■ **WHAT IS NEEDED**: The lines from the one holding "Can you find the front grille?" to the end of the records below, exactly as written, are the only thing to return.

=======

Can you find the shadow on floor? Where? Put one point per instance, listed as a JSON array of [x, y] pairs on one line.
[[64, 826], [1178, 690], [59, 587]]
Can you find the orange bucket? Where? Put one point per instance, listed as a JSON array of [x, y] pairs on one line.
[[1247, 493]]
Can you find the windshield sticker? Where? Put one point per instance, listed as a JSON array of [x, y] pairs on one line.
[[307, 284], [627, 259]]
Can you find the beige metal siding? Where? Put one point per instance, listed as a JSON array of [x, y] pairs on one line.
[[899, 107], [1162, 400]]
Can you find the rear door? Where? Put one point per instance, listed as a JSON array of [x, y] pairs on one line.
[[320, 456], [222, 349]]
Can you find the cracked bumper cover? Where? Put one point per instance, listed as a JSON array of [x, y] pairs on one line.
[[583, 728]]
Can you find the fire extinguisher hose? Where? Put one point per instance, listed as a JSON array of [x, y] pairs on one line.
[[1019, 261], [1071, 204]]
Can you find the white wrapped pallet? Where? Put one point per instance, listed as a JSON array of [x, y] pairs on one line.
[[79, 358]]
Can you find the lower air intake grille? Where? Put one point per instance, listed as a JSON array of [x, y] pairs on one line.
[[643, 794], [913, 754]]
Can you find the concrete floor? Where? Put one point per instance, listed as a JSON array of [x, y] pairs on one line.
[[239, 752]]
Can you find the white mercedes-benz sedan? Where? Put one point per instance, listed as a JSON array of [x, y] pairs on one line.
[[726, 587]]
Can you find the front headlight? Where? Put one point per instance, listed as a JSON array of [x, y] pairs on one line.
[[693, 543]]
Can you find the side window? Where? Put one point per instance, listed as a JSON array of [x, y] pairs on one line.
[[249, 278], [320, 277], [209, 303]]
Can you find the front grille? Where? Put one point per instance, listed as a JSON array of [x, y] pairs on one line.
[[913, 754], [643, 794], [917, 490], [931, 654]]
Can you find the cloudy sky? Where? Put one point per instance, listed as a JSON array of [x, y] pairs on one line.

=======

■ **EXERCISE RESPONSE**:
Can you find the front grille? Where? Put one point per instance, listed as a JSON array of [x, y] pairs on one line.
[[913, 754], [643, 794], [917, 490], [931, 654]]
Can you find the cloudy sky? Where? Put one point per instance, listed as a JSON array of [x, y] pairs on one line.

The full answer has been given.